Write down each of the lines below word for word, leaving nothing out.

Stored dataset items:
# # # # # # #

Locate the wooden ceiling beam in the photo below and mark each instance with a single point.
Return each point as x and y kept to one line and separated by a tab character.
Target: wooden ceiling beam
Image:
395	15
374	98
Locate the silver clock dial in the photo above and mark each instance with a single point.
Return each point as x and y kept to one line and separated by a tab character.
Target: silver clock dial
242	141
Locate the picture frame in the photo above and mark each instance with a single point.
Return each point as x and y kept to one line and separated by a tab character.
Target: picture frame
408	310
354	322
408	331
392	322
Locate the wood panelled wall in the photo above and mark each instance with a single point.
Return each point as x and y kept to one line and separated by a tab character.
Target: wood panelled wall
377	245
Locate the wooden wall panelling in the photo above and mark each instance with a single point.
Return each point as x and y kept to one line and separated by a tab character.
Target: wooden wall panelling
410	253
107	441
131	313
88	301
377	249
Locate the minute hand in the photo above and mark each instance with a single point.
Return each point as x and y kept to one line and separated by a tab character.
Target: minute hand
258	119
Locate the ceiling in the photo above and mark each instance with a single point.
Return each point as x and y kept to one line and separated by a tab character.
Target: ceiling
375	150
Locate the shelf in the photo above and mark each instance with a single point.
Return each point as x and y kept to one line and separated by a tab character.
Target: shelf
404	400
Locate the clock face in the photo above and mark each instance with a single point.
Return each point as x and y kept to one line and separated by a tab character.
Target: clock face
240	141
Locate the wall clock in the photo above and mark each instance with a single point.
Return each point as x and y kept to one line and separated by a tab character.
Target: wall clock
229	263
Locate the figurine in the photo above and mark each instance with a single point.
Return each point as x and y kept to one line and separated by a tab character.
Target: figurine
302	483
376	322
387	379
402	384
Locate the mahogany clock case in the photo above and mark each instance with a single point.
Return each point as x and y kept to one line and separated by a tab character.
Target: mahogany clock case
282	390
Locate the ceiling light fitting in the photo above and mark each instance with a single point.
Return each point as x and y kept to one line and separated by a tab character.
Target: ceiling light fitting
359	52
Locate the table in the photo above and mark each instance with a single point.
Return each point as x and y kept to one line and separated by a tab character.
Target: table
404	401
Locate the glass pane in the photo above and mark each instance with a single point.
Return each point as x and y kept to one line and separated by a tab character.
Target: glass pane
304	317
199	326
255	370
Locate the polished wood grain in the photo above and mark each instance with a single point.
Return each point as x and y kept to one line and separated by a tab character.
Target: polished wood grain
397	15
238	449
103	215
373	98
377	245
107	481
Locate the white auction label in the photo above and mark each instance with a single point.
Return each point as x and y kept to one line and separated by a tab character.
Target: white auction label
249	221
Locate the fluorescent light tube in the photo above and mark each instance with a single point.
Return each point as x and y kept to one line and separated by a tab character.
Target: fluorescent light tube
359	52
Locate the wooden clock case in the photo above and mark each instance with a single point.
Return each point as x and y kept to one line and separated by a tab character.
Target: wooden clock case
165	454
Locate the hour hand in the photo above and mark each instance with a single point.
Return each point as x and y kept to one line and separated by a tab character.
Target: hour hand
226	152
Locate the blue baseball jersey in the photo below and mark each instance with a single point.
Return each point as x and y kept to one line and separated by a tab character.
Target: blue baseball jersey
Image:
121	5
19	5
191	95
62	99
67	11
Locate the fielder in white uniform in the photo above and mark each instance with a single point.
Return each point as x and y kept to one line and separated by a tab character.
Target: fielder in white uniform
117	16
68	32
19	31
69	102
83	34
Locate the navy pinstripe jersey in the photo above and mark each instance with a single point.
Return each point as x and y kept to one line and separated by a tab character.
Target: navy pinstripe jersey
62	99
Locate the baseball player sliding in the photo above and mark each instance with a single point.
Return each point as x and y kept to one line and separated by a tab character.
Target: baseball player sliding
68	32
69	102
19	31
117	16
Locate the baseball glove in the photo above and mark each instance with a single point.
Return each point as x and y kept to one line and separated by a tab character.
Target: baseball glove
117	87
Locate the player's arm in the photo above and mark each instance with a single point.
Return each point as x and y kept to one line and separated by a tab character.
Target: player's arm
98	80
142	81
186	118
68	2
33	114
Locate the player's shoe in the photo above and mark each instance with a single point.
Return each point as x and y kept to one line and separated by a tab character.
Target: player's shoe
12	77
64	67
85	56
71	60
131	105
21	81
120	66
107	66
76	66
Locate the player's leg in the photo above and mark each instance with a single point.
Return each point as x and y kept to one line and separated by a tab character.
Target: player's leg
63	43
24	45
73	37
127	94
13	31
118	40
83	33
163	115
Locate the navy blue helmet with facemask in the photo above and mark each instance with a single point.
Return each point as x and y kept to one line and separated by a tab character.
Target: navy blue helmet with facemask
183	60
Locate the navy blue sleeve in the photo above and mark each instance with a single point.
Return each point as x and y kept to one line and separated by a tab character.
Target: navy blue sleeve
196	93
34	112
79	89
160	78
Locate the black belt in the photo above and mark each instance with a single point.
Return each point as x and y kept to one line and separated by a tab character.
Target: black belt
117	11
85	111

# # # # # # #

CORRECT OUTPUT:
Locate the wooden ceiling beam in the photo below and mark each instance with a single point.
Return each point as x and y kept to one line and separated by a tab character.
Target: wooden ceiling beam
Image:
395	15
374	98
Locate the silver clock dial in the photo above and mark each instance with a single point.
Return each point as x and y kept to one line and separated by a tab character.
Target: silver clock dial
242	141
Locate the picture frame in the photo above and mark each instance with a single point.
Return each point as x and y kept to one line and separated by a tab character.
Target: picture frame
408	310
354	322
408	331
392	322
Locate the wood panelled wall in the photo above and mark each instance with a single point.
Return each point as x and y kept to one line and separated by a tab character.
Target: wood panelled wall
377	245
Locate the wooden wall panelling in the photo above and mark each instance with a single point.
Return each point as x and y kept to one line and separated by a tab character.
Target: wooden wall panelling
410	253
107	441
131	313
88	301
377	249
Locate the minute hand in the photo above and mark each instance with a single point.
Return each point as x and y kept to one line and separated by a tab character.
Target: minute hand
258	119
Locate the ceiling in the photo above and mark each instance with a single point.
Return each point as x and y kept to one line and separated by a tab character.
Target: ceiling
375	150
Locate the shelf in the photo above and mark each instance with a single point.
Return each point as x and y kept to one line and separated by a tab character.
Target: shelf
404	400
Locate the clock face in the photo above and mark each instance with a single point.
Return each point as x and y kept to one line and separated by a tab character.
Target: clock face
240	141
Locate the wall clock in the photo above and mark each instance with a single point.
Return each point as x and y kept to one line and separated by a tab character.
Target: wall clock
229	263
Locate the figurine in the photo above and mark each instance with a single point.
Return each point as x and y kept to one line and separated by a tab character.
Target: figurine
302	483
376	322
387	379
402	384
Locate the mahogany clock case in the photo above and mark each instance with a single point.
Return each point as x and y kept to one line and separated by a tab character.
Target: mahogany clock case
282	390
Locate the ceiling light fitting in the photo above and mark each instance with a single point.
Return each point as x and y kept to one line and separated by a tab character.
Target: ceiling light fitting
359	52
Locate the table in the photo above and mark each instance with a single point.
Return each point as x and y kept to one line and separated by a tab character.
Target: table
404	401
Locate the glass pane in the photo above and mark each instance with a single point.
Return each point as x and y kept to one line and separated by a tab character.
Target: glass pane
304	317
199	326
255	370
Locate the polished wood grain in the photo above and mark each instance with a single point.
Return each point as x and y kept to one line and separated by a tab character.
Target: polished wood grain
397	15
238	449
103	215
373	98
377	245
107	481
Locate the white auction label in the photo above and mark each instance with a single point.
Return each point as x and y kept to one line and separated by a tab character.
Target: white auction label
249	221
Locate the fluorescent light tube in the photo above and mark each instance with a single point.
Return each point as x and y kept to one line and separated by a tab character.
Target: fluorescent light tube
359	52
Locate the wooden clock case in the photo above and mark each instance with a single point.
Return each point as x and y kept to one line and separated by a tab character.
Target: wooden clock case
165	454
Locate the hour hand in the photo above and mark each instance with a single point.
Return each point as x and y kept to one line and separated by a tab character.
Target: hour hand
226	152
Locate the blue baseball jersey in the photo below and mark each instance with a single point.
Return each point as x and y kept to one line and separated by a tab character.
Target: blue baseball jersey
Image:
121	5
19	5
191	95
62	99
67	11
Locate the fielder in white uniform in the photo above and mark each instance with a single point.
Return each point as x and y kept to one line and separated by a tab character.
Target: fielder in white uniform
117	16
68	32
19	31
69	102
83	34
Locate the navy pinstripe jersey in the photo above and mark each instance with a single point.
Return each point as x and y kept to one line and separated by a tab character.
Target: navy pinstripe jersey
62	99
Locate the baseball player sliding in the photo above and mark each instance with a single point.
Return each point as x and y kept to one line and separated by a tab character.
Target: baseball player sliding
68	32
69	102
19	31
117	16
Locate the baseball glove in the photo above and mark each instance with a single point.
Return each point as x and y kept to one line and separated by a tab character.
Target: baseball glove
117	87
Locate the player's arm in the photo above and mark each instance with a single point.
Return each point as x and y kept to one line and separated by a tab character.
Target: player's arm
98	80
142	81
186	118
68	2
33	114
Locate the player's shoe in the photo above and mark each instance with a single point.
Return each point as x and y kept to one line and separated by a tab character.
Target: player's shoe
12	77
64	67
85	56
71	60
131	105
21	81
120	66
107	66
76	66
Locate the player's leg in the photo above and mark each instance with a single point.
Return each point as x and y kept to one line and separated by a tab character.
Target: player's leg
63	43
24	45
73	37
127	94
13	31
118	40
83	33
163	115
Locate the navy blue helmet with facemask in the photo above and mark each instance with a single point.
Return each point as x and y kept to one line and separated by a tab character.
Target: navy blue helmet with facemask
183	60
Locate the navy blue sleeve in the photo above and mark each instance with a single point.
Return each point as x and y kept to one line and separated by a tab character.
Target: navy blue sleeve
196	93
34	112
79	89
160	78
Locate the black belt in the photo above and mark each instance with a single point.
Return each point as x and y kept to one line and separated by a tab character.
Target: black belt
117	11
85	111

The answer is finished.